**WHAT TO PRODUCE:**
Bring together all lines of the material below that contain the string "spider".

**EXERCISE MATERIAL:**
::::

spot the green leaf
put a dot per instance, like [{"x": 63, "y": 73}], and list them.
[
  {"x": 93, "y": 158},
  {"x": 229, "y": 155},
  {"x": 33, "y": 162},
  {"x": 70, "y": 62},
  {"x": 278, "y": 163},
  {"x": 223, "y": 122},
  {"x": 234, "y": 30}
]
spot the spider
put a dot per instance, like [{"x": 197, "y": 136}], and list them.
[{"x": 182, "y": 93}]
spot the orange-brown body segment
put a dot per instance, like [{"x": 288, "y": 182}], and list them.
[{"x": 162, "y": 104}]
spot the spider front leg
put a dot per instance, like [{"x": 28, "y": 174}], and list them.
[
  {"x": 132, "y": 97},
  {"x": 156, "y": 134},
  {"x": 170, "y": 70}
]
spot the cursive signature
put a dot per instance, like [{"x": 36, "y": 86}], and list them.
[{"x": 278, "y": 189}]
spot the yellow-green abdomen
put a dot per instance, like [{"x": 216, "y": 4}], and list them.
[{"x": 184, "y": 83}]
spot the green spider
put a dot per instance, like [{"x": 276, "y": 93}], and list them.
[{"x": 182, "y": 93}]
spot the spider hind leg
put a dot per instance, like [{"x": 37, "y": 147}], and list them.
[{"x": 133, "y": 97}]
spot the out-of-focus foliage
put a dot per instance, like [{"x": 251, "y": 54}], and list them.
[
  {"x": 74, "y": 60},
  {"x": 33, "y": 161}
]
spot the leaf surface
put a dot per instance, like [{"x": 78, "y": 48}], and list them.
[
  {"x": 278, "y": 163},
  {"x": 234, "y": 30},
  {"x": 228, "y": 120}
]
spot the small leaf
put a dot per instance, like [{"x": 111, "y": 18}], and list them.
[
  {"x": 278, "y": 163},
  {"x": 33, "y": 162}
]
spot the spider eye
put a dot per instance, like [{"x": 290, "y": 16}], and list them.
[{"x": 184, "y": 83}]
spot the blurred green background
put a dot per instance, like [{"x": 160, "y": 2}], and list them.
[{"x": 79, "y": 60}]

::::

**SOLUTION TO THIS EXERCISE:**
spot the spider
spot the spider front leg
spot the green spider
spot the spider hind leg
spot the spider eye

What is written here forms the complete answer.